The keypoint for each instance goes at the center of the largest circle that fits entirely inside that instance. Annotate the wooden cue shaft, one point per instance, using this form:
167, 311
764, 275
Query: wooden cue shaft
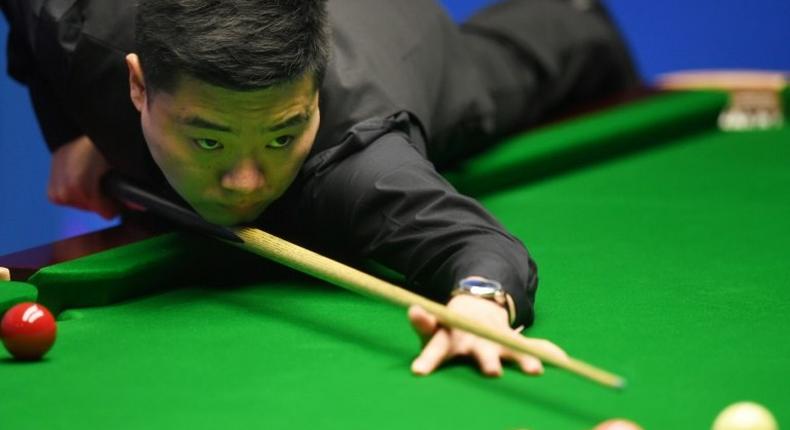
334, 272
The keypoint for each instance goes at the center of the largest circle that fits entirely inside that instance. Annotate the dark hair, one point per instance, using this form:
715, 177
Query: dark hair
235, 44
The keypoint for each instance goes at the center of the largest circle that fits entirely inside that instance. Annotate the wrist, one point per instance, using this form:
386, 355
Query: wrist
489, 290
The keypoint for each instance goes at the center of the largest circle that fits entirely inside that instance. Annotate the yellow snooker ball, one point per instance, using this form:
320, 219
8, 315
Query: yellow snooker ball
745, 416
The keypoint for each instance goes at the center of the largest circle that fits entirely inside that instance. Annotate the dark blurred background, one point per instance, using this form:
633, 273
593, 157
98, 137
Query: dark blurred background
664, 36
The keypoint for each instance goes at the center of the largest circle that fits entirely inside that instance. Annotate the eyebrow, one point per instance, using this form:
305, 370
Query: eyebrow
198, 122
293, 121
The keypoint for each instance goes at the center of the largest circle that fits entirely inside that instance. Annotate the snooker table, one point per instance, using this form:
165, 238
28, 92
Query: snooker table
663, 252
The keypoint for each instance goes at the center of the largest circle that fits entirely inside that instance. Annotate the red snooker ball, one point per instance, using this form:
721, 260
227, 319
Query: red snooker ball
28, 331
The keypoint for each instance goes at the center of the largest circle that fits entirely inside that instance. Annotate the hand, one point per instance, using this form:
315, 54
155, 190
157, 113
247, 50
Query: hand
441, 344
75, 178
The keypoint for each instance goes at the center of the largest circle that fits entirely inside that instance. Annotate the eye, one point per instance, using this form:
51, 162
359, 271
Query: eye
280, 142
207, 144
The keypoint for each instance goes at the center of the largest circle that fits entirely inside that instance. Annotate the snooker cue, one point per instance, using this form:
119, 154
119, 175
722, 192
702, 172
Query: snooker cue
334, 272
309, 262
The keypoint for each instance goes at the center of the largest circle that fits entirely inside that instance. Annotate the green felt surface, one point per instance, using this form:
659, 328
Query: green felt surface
667, 265
12, 293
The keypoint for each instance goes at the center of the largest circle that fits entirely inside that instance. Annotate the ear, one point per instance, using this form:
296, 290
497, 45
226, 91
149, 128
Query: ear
136, 81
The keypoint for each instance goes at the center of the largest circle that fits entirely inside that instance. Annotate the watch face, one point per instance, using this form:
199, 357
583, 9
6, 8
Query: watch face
480, 287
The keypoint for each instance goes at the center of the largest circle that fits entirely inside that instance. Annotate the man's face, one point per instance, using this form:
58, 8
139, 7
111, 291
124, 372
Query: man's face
230, 154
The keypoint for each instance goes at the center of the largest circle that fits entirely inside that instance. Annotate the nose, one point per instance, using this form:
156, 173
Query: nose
246, 177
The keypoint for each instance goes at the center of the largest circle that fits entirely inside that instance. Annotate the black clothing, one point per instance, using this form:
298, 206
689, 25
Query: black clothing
405, 88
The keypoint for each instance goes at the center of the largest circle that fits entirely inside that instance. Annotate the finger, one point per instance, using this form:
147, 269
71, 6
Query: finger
487, 356
423, 322
433, 354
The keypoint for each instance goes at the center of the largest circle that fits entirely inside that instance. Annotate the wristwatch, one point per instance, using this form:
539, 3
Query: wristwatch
488, 289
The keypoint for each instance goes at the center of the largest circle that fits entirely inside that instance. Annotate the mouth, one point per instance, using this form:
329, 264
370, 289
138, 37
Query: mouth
242, 207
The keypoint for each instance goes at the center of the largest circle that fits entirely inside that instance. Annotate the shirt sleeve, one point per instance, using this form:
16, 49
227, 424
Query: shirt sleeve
386, 202
56, 124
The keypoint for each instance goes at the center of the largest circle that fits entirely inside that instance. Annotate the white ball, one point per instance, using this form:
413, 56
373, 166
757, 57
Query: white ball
745, 416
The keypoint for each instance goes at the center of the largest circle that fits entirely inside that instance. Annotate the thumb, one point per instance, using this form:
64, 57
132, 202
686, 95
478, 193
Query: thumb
423, 323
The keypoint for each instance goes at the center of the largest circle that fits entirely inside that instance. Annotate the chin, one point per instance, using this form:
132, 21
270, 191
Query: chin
228, 219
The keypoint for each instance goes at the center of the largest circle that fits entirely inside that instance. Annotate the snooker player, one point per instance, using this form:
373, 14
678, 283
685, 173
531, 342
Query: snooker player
322, 122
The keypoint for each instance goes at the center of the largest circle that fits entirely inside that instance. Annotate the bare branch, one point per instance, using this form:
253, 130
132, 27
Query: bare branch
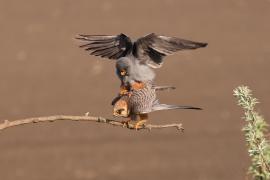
8, 124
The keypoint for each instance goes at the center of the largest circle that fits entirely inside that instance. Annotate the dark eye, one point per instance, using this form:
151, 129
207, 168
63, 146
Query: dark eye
119, 111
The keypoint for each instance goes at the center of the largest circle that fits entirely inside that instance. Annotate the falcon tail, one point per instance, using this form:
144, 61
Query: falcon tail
159, 107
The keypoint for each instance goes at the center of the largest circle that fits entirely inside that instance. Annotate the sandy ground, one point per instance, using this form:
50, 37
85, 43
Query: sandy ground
43, 72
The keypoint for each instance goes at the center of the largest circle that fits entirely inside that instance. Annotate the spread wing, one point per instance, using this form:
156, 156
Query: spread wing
151, 48
112, 47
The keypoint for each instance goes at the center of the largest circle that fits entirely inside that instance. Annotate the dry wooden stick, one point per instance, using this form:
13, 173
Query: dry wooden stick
8, 124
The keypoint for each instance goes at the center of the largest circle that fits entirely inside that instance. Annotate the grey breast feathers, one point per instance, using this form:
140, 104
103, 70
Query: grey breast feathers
141, 101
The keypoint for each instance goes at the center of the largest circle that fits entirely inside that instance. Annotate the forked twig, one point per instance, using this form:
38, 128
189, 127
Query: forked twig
8, 124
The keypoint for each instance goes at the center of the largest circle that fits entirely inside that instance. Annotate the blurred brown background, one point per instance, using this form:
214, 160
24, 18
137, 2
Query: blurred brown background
43, 72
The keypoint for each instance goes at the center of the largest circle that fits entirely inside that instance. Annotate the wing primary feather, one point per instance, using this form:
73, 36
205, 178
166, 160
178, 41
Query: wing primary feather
112, 47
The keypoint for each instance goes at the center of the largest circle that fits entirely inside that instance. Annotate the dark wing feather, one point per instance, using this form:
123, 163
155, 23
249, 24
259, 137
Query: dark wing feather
152, 48
112, 47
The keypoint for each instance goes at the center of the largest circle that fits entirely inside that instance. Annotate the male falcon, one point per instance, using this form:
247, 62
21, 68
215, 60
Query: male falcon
136, 60
140, 103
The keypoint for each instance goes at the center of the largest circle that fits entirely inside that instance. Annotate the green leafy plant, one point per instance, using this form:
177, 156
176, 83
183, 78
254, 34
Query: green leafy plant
254, 129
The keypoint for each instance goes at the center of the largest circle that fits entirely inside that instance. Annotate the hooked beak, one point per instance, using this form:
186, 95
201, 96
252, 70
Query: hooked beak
123, 73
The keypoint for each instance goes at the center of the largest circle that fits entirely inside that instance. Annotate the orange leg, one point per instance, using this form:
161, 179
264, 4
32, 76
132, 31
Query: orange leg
123, 90
137, 85
126, 122
142, 121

» **YOUR OBJECTIVE**:
Using the data above, write out every line exactly, leaving the images behind.

» **PROBLEM SOLUTION**:
The keypoint for each instance goes at the center of the largest circle that fits entirely inside that instance. Annotate the wooden cue shaft, one point per instance, using this form:
167, 311
764, 275
Query: wooden cue shaft
334, 272
The keypoint for each instance goes at the center of the largest circle that fits entirely inside that instance. Annotate the dark hair, one point per instance, using this form:
715, 177
Query: dark hair
235, 44
The keypoint for each instance goes at the center of the largest circle that fits entirely inside that instance. Annotate the wrist, one point per instance, using this form:
386, 355
Query: wrist
489, 290
The keypoint for each instance goes at the center of the largest circle that fits entirely inside that instance. Annotate the yellow snooker ball, one point per instance, using this form:
320, 219
8, 315
Query: yellow snooker ball
745, 416
The keypoint for each instance goes at the center of the largest circle that fits entirely inside that instance. Annotate the dark blurred background, one point per instance, using this form:
633, 273
593, 157
98, 137
Query: dark blurred background
664, 36
The keypoint for each instance goes at the center of the largest circle that fits entirely inside that instance. Annotate the eyebrow, one point per instance, using this form:
305, 370
Query: eyebrow
198, 122
293, 121
The keypoint for each instance goes at the center of the largest circle that fits entirely inside that instance. Annotate the snooker table, one point per instance, using this form:
165, 238
28, 92
Query: snooker table
663, 252
The keypoint for each instance goes at the center of the largest circle that fits entirely inside that instance. Annotate the red snooker ball, one point per instance, using this form:
721, 260
227, 319
Query: red snooker ball
28, 331
The keypoint for each instance goes at the center of the largest circle that fits entirely inside that instance. Annotate the hand, one point per instance, using this form:
315, 54
155, 190
157, 113
247, 50
Query: hand
441, 344
75, 178
The keypoint for each instance goes at the center of the largest circle that fits entirely inside that instance. Annotate the eye, one point per instance, using this form:
51, 162
359, 271
Query: eye
280, 142
207, 144
The keypoint for each instance goes at the center of the largest circle that fits entirely inside that instance. Annotate the snooker cue, one point per instance, using this form:
119, 154
119, 175
722, 192
702, 172
Query: snooker cue
334, 272
309, 262
The keypoint for each instance goes at the center of the largest circle that fits entirely inside that instance. Annotate the green felt surface, one point per instance, using this form:
659, 328
Query: green felt surface
667, 265
12, 293
The keypoint for each instance goes at the center of the largest circle that fits entirely inside that instance. Annotate the ear, one point per instance, using this form:
296, 290
497, 45
226, 91
149, 128
Query: ear
136, 81
The keypoint for each instance goes at the center of the largest circle that fits entirely inside that instance. Annotate the watch face, one point per instance, using this form:
199, 357
583, 9
6, 8
Query: watch face
480, 287
The keypoint for each instance goes at the center of the largest circle that fits entirely inside that instance. Annotate the man's face, one point per instance, using this form:
58, 8
139, 7
111, 291
124, 372
Query: man's face
230, 154
The keypoint for each instance goes at the center of the largest circle that fits entirely inside that instance. Annotate the nose, one point per instance, using this form:
156, 173
Query: nose
246, 177
The keypoint for each instance goes at the center of the largest circle that fits entirely inside that instance. Annotate the black clothing, one point per instance, using this form:
298, 206
689, 25
Query: black clothing
405, 88
The keypoint for each instance goes at the center of the largest circle that fits entirely inside that instance. Annotate the finger, one point per instance, using this form:
147, 269
71, 6
Query: finger
487, 356
423, 322
433, 354
The keypoint for each instance goes at the center of the largest circle that fits entirely inside that instance. Annotate the wristwatch, one point per instance, using this form:
539, 3
Query: wristwatch
488, 289
The keypoint for each instance goes at the center of the largest circle that fits entirely inside that instance. Annotate the mouth, one point per instance, using this form:
329, 264
370, 289
138, 37
Query: mouth
242, 207
The keypoint for each instance goes at the center of the largest circle that fits entirely inside that instance. Annotate the shirt sleeve, one point per instance, using this form:
16, 49
227, 424
Query: shirt sleeve
386, 202
56, 124
The keypoint for each instance goes at the center of the largest circle that fits entirely inside that instance. Annotate the white ball, one point per instance, using this form:
413, 56
373, 166
757, 57
Query: white ball
745, 416
The keypoint for each instance goes at the center of the largest circle that fits entirely inside that instance. Annotate the thumb, one point per instance, using this form:
64, 57
132, 202
686, 95
478, 193
Query: thumb
423, 323
The keypoint for each instance goes at the center of the largest circle that fits entirely inside that instance. Annotate the chin, one point per instance, using this form:
132, 21
270, 191
Query: chin
228, 219
The keypoint for each instance goes at the center of the largest circle that fits entirely inside that instance. Annotate the snooker player, one point per instance, using this form:
373, 14
678, 283
685, 173
531, 342
Query: snooker player
322, 122
The keypoint for each instance goes at the center of the largest circle that fits entirely inside that instance. Annotate the bare branch, one point per instance, using this form:
253, 130
132, 27
Query: bare branch
8, 124
The keypoint for each instance goes at the center of the largest circle that fits entirely inside that instance. Annotate the dark eye, one point per instance, using this form:
151, 129
207, 168
63, 146
Query: dark eye
119, 111
The keypoint for each instance goes at the center of the largest circle that fits entirely inside that instance. Annotate the falcon tail, one point per instance, using this form:
144, 61
Query: falcon tail
159, 107
The keypoint for each instance goes at the center of the largest circle that fits entirely inside that instance. Annotate the sandy ground, one point per instance, using this form:
50, 37
85, 43
Query: sandy ground
43, 72
The keypoint for each instance goes at the center of the largest circle that fits entirely inside that instance. Annotate the spread wing, one point per instance, using this form:
156, 156
Query: spread wing
151, 48
112, 47
The keypoint for each instance goes at the center of the largest circle that fits entirely inside that instance. Annotate the dry wooden stick, one point per instance, using this form:
13, 173
Query: dry wooden stick
8, 124
The keypoint for each instance goes at the center of the largest circle that fits entirely inside that instance. Annotate the grey breast feathers, one point per instance, using this form:
140, 104
103, 70
Query: grey breast feathers
141, 101
The keypoint for each instance goes at the center of the largest circle that fits entirely inside that instance. Annotate the forked twig, one point per instance, using this form:
38, 128
189, 127
Query: forked twig
8, 124
The keypoint for each instance goes at the center of the largest circle that fits entirely inside that instance. Annotate the blurred brown background, one point per instance, using this form:
214, 160
24, 18
137, 2
Query: blurred brown background
43, 72
The keypoint for each instance goes at the center of the largest circle that fits entirely inside that instance. Annotate the wing primary feather, one point per instance, using this form:
73, 36
205, 178
166, 160
178, 41
Query: wing primary feather
112, 47
The keypoint for each instance goes at the center of the largest circle that fits entirely inside that instance. Annotate the dark wing feather, one point per instance, using this form:
123, 163
155, 23
249, 24
259, 137
Query: dark wing feather
152, 48
112, 47
The keypoint for each instance goes at the center of the largest circle that fits entirely inside that instance. Annotate the male falcon, one point per instance, using this form:
247, 62
21, 68
215, 60
Query: male falcon
136, 60
140, 103
The keypoint for each instance goes at the center of the largest circle that fits entirely inside that instance. Annotate the green leafy plant, one point per instance, using this form:
177, 156
176, 83
183, 78
254, 34
Query: green leafy plant
254, 129
The keypoint for each instance goes at the center of the largest circle that fits entirely inside that instance. Annotate the hooked beak, one point per instance, using this form:
186, 95
201, 96
252, 70
Query: hooked beak
123, 73
The keypoint for each instance goes at the center of the largest circle that fits entirely inside that instance. Annotate the orange leg, one point per instance, using this form:
161, 179
264, 4
32, 76
132, 31
Query: orange leg
123, 90
137, 85
126, 122
142, 121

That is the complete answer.